Document section
------------------------------------------------

Diageo Ethiopia launches code system to spot counterfeit whisky

ETHIOPIA – Diageo Ethiopia, the owner of Meta Abo Brewery has launched a QR code system, an application that allows consumers to identify counterfeit whisky as well as authorized importers and distributors of the products, Addis Fortune has reported.

Introduced by Diageo International, the parent company three years ago, the system enables consumers to scan a QR code, a trademarked matrix barcode, on the bottle confirming the authenticity of bottles imported through authorised channels.

The company has distribution agreements with Ethiopian Tourist & Trading Enterprise, NHY Importer and Coskal Ethiopian Plc to import its products.

The technology works based on the idea that the bottles have seals and labels that cannot be reproduced, thus enhancing authentication from production to the retail outlet.

With smartphones, consumers can be able to retrieve security features registered in the database of the company as a unique fingerprint for each seal.

consumers need to install i-nigma Mobi, an application used to read bar and QR codes from Apple’s App Store, Google’s Play Store, or the Windows Marketplace as well as application’s own website.

------------------------------------------------

Extracted material
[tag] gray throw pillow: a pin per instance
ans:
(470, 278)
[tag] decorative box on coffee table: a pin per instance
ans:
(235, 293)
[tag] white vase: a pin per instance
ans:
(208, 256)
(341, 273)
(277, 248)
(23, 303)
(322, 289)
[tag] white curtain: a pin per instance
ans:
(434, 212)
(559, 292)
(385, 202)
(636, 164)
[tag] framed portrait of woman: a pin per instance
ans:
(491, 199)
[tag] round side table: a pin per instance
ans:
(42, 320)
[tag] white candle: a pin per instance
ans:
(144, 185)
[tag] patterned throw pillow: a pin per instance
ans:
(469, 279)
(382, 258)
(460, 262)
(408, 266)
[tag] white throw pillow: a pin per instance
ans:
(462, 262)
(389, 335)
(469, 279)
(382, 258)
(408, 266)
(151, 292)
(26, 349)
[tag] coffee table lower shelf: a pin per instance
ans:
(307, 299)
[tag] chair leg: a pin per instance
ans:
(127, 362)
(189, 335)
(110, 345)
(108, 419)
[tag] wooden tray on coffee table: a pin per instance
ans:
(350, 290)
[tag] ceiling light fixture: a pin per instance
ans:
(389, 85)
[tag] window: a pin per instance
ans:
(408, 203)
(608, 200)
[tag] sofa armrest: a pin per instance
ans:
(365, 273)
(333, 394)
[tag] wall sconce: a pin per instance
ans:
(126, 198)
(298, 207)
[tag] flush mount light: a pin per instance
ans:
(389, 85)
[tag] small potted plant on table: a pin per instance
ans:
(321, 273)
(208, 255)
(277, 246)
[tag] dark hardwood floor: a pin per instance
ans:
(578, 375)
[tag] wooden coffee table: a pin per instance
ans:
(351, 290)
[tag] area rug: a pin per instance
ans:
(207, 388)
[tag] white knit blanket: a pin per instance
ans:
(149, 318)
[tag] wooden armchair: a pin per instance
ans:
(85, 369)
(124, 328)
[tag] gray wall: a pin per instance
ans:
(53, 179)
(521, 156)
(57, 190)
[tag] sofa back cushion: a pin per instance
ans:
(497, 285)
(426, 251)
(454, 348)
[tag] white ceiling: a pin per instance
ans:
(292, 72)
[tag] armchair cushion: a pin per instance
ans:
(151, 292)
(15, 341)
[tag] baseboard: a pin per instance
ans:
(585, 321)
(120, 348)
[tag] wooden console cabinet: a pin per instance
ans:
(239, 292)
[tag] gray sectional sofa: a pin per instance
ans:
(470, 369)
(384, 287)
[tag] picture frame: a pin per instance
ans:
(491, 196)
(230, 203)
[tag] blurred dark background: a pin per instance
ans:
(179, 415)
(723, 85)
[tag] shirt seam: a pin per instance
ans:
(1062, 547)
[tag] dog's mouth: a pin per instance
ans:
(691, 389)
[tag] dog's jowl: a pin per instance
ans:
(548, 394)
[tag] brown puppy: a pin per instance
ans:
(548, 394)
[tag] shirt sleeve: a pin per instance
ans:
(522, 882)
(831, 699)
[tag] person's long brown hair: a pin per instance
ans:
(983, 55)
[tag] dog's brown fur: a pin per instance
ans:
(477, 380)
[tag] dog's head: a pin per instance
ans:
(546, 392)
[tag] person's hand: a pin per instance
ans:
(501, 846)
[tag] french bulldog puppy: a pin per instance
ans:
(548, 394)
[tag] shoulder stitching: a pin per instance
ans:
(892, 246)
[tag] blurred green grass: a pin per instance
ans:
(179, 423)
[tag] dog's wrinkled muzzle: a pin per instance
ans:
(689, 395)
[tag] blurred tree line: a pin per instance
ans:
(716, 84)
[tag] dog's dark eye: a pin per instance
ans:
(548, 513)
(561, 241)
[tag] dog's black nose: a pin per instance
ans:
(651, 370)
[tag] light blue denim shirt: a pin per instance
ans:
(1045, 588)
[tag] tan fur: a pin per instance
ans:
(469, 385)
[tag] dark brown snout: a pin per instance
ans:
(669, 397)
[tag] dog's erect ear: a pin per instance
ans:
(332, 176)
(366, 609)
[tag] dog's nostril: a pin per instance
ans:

------------------------------------------------

Problem to work on
Write out the Diageo Ethiopia counterfeit whisky article word for word, starting at "ETHIOPIA – Diageo" and ending at "through authorised channels.".

Written response
ETHIOPIA – Diageo Ethiopia, the owner of Meta Abo Brewery has launched a QR code system, an application that allows consumers to identify counterfeit whisky as well as authorized importers and distributors of the products, Addis Fortune has reported.

Introduced by Diageo International, the parent company three years ago, the system enables consumers to scan a QR code, a trademarked matrix barcode, on the bottle confirming the authenticity of bottles imported through authorised channels.